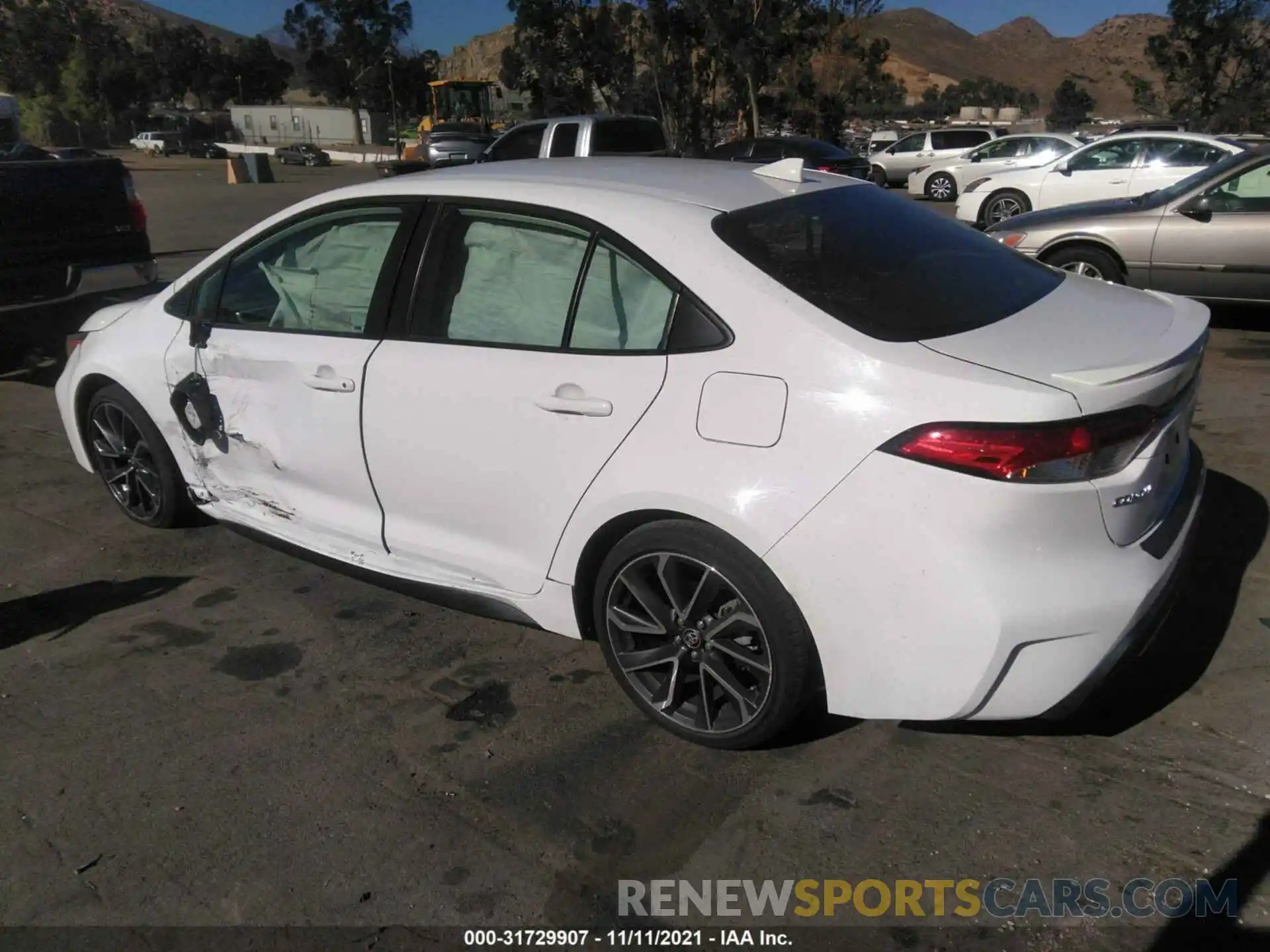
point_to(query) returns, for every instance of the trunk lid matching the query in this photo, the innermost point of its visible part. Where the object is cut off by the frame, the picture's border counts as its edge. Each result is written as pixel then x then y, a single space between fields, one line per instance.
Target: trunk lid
pixel 1111 348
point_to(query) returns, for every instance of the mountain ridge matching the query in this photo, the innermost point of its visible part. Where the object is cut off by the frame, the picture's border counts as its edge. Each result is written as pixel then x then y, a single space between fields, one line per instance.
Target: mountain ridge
pixel 925 50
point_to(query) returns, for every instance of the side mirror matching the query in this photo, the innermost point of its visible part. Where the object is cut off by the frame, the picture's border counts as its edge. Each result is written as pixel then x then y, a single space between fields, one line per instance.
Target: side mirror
pixel 1201 208
pixel 200 331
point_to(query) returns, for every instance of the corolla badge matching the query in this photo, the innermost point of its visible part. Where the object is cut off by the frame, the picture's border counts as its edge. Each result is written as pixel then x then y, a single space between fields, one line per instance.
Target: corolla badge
pixel 1133 496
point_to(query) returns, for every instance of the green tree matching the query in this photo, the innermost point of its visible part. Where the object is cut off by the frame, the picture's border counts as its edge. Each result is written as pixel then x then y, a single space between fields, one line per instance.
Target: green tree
pixel 258 74
pixel 1070 107
pixel 346 44
pixel 1216 60
pixel 1144 97
pixel 571 55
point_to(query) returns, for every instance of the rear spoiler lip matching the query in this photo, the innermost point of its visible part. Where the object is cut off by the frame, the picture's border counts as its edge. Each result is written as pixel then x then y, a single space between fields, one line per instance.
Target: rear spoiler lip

**What the task asks:** Render every one of the lines above as a Markdown table with the columns Row and Line, giving each row a number and skipping blank lines. Leave the pictures out of the table.

**Complete response:**
| Row | Line |
|---|---|
| 1 | point_to(query) returns, for every instance of the trunk lid matching the query in this photo, the innermost point of its visible part. Where the object is cut off by the frame, the picture's border counts as its edge. Each result is written as pixel then x then y, a single space between fields, one line per instance. |
| 2 | Target: trunk lid |
| 3 | pixel 1111 348 |
| 4 | point_to(query) returns, for every instance of the mountain ridge matching the query in this photo, the innermost point of its visible part. Where the object is cut off by the frame, the picture's border counts as its edge. Each result is written as pixel then x then y, a single space between fields, one line per instance. |
| 5 | Target: mountain ridge |
| 6 | pixel 925 50 |
| 7 | point_to(query) returns, for every instance of the side mirror matching the query in this photo, the innermost point of its visible part. Where the object is cut off by the frame, the picture's border counts as its edge. Each result is written as pixel then x then y, a single space between fields, one line per instance. |
| 8 | Target: side mirror |
| 9 | pixel 1201 208 |
| 10 | pixel 200 331 |
| 11 | point_to(query) returns, for every instance of the corolla badge matching the query in this photo, the innermost point of its visible part. Where the object is cut off by the frame, the picture's border counts as its edge. Each result is written as pixel then x then y, a single space between fields, one line per instance. |
| 12 | Target: corolla badge |
| 13 | pixel 1133 496 |
| 14 | point_to(query) returns, for every instance of the green tree matching the query in this photo, the innermost point of its visible part. Where the object is cut off by the frame, the picture's border counts as its edge. Each result is written as pixel then x then y, a single space between fields, one line per instance. |
| 15 | Target: green tree |
| 16 | pixel 258 74 |
| 17 | pixel 1070 107 |
| 18 | pixel 346 44 |
| 19 | pixel 1216 60 |
| 20 | pixel 1144 97 |
| 21 | pixel 571 55 |
| 22 | point_to(query) returns, for every instance of the rear spoiler lip matching the query in this photo, the innermost point of its visible part. Where the object is cut off by the frame, the picture's border counts as its edge. Each result is written as pixel then x then y, a single space between fields, one line per instance. |
| 23 | Target: rear spoiler lip |